- **RAW DATA**
+ + + + + + +

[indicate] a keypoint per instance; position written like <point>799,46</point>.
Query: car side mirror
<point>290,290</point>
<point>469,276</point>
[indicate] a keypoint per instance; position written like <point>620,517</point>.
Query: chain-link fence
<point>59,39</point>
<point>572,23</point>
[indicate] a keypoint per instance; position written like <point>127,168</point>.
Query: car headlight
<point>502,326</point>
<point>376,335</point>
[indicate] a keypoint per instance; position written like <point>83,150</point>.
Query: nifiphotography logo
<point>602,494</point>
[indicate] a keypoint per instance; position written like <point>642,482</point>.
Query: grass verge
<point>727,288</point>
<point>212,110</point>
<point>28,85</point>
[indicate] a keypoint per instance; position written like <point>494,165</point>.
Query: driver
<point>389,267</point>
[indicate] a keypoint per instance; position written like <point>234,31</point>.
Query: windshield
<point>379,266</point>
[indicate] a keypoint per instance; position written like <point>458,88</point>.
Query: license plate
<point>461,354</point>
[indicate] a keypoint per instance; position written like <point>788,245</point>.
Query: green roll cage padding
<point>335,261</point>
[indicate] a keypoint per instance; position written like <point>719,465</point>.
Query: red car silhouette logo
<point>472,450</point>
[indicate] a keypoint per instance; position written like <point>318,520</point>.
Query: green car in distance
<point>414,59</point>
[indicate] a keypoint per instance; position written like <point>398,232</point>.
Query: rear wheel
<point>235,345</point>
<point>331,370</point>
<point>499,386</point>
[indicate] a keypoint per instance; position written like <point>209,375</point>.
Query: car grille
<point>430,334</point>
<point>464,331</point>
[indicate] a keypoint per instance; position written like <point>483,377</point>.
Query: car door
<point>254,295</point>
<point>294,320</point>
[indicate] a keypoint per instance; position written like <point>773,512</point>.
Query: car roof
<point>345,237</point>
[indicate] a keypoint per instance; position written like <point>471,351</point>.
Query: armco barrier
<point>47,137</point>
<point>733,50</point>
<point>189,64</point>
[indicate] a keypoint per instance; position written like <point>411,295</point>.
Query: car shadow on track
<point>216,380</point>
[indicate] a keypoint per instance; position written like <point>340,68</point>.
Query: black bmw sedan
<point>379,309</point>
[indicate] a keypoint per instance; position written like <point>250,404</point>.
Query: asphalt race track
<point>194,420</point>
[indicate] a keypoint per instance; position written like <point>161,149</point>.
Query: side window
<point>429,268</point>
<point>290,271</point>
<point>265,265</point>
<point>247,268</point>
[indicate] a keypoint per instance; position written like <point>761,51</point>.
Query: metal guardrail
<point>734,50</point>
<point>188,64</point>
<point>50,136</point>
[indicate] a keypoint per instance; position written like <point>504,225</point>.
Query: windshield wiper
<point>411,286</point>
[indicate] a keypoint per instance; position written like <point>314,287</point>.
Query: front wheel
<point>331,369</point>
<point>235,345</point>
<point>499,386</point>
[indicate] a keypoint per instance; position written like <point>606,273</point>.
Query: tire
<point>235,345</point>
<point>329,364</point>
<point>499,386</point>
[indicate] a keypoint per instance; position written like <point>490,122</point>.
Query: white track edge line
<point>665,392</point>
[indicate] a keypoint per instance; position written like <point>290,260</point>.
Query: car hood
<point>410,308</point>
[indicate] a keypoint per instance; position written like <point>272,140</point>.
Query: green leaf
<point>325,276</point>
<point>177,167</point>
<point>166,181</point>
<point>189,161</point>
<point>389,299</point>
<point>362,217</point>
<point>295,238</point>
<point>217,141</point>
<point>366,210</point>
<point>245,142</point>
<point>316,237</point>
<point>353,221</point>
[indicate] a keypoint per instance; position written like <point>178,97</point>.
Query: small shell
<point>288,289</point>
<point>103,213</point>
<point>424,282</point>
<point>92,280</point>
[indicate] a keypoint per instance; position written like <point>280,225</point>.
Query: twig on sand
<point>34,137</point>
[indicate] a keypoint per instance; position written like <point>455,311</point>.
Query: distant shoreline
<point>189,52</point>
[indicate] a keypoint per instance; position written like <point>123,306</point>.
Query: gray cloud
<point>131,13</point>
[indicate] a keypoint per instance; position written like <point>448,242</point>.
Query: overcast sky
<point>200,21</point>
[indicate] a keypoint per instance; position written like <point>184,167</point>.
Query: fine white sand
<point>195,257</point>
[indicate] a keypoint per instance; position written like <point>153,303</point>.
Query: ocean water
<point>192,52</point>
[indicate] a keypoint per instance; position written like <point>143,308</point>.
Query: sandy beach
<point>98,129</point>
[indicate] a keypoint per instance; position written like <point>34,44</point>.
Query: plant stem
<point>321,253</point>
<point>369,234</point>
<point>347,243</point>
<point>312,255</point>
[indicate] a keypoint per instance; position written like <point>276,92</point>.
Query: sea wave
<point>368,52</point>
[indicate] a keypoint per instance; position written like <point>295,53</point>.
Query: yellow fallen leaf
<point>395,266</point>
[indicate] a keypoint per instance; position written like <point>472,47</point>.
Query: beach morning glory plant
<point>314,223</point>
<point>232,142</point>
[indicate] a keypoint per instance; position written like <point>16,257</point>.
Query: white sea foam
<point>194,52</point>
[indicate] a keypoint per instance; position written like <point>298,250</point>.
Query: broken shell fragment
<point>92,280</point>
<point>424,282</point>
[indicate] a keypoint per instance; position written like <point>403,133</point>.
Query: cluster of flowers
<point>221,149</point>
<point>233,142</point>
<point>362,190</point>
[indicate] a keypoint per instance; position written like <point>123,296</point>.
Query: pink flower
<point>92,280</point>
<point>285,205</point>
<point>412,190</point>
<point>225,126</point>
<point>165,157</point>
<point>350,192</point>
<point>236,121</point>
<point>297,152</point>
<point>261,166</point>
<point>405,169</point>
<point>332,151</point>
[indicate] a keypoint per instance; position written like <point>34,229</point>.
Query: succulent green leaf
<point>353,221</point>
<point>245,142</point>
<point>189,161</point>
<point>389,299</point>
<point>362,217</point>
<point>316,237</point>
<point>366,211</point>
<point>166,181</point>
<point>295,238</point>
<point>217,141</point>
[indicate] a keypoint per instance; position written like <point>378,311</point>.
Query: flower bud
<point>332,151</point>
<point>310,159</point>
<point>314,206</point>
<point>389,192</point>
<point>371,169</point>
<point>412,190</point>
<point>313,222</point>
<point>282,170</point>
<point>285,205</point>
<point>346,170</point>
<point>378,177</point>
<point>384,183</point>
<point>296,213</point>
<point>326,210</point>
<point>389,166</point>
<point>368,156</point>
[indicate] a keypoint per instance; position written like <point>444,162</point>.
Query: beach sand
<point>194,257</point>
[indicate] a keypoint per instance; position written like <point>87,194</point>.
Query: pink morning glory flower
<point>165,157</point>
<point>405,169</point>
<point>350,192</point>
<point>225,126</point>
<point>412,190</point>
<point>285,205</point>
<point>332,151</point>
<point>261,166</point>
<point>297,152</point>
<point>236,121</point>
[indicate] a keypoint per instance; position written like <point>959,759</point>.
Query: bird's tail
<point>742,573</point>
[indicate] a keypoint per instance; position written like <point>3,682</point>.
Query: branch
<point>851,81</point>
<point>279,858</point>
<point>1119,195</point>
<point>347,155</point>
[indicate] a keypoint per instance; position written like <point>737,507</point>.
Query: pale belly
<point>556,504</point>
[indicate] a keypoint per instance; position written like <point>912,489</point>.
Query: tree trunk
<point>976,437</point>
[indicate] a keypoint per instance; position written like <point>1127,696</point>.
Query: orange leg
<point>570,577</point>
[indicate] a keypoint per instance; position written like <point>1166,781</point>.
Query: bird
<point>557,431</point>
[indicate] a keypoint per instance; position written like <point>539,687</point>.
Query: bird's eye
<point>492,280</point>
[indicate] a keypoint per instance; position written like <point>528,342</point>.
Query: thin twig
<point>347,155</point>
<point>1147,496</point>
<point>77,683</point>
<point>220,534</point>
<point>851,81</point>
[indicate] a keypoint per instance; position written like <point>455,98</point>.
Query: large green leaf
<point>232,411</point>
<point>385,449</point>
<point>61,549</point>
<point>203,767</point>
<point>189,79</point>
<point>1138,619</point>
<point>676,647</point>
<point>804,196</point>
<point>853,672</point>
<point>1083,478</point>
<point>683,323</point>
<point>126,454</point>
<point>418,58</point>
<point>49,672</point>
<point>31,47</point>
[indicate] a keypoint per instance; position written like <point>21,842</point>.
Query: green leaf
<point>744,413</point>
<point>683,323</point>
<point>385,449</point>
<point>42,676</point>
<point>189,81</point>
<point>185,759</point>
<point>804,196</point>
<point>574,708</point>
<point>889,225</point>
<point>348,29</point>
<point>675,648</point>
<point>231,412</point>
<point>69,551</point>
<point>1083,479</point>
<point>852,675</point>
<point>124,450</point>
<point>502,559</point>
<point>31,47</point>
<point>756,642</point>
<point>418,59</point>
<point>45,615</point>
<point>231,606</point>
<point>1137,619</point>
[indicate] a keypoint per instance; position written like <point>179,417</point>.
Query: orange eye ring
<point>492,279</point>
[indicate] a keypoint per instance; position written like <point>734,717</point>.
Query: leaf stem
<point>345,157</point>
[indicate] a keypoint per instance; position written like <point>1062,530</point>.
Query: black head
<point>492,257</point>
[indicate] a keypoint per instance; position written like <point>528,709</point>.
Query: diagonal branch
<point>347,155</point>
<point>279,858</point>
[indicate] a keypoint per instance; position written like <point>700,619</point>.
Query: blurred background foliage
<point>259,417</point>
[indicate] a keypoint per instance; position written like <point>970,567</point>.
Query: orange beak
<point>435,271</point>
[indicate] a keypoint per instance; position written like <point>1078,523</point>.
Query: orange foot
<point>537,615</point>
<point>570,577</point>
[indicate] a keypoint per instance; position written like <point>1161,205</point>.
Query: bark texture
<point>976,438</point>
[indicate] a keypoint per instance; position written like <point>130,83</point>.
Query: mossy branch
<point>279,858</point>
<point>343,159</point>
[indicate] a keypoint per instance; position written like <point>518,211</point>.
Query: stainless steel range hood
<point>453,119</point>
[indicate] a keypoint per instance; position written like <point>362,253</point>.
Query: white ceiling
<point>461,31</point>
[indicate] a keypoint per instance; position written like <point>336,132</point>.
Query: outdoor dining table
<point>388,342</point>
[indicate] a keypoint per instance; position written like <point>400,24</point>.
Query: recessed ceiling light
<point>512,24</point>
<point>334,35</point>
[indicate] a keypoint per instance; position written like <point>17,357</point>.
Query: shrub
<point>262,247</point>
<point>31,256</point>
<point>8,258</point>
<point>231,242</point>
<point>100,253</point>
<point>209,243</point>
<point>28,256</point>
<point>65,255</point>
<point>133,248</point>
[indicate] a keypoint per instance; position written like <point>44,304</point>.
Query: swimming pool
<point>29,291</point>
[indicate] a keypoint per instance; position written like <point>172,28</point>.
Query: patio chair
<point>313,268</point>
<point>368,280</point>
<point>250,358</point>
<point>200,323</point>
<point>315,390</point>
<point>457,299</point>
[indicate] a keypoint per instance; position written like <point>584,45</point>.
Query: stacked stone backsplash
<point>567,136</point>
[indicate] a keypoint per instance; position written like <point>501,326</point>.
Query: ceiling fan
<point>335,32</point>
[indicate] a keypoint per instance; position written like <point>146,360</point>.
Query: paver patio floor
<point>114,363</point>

+ + + + + + +

- **EXERCISE PROMPT**
Copy out the entries above exactly as given, starting at the top and ending with the line containing "written like <point>411,295</point>."; include both and nothing more.

- **RESPONSE**
[indicate] a keypoint per instance; position written like <point>799,46</point>.
Query: car side mirror
<point>290,290</point>
<point>469,276</point>
[indicate] a keypoint per instance; position written like <point>620,517</point>.
Query: chain-link fence
<point>59,39</point>
<point>572,23</point>
[indicate] a keypoint per instance; position written like <point>127,168</point>.
Query: car headlight
<point>502,326</point>
<point>376,335</point>
[indicate] a keypoint per instance; position written like <point>83,150</point>.
Query: nifiphotography logo
<point>602,494</point>
[indicate] a keypoint per instance; position written like <point>642,482</point>.
Query: grass verge
<point>727,288</point>
<point>212,110</point>
<point>28,85</point>
[indicate] a keypoint per instance; position written like <point>494,165</point>.
Query: driver
<point>389,267</point>
[indicate] a keypoint per instance; position written like <point>234,31</point>.
Query: windshield
<point>379,266</point>
[indicate] a keypoint per instance; position written like <point>458,88</point>.
Query: license plate
<point>461,354</point>
[indicate] a keypoint per instance; position written like <point>788,245</point>.
Query: green roll cage padding
<point>335,261</point>
[indicate] a keypoint per instance; position written like <point>719,465</point>.
Query: red car silhouette logo
<point>472,450</point>
[indicate] a keypoint per instance; position written like <point>318,520</point>.
Query: green car in distance
<point>414,59</point>
[indicate] a keypoint per instance; position written like <point>398,232</point>.
Query: rear wheel
<point>235,345</point>
<point>331,370</point>
<point>499,386</point>
[indicate] a keypoint per instance; position written like <point>209,375</point>.
Query: car grille
<point>430,334</point>
<point>464,331</point>
[indicate] a keypoint per instance; position written like <point>483,377</point>.
Query: car door
<point>254,295</point>
<point>294,320</point>
[indicate] a keypoint per instance; position written like <point>773,512</point>.
Query: car roof
<point>345,237</point>
[indicate] a keypoint per instance; position written like <point>471,351</point>.
Query: armco barrier
<point>47,137</point>
<point>733,50</point>
<point>189,64</point>
[indicate] a keypoint per instance; position written like <point>411,295</point>.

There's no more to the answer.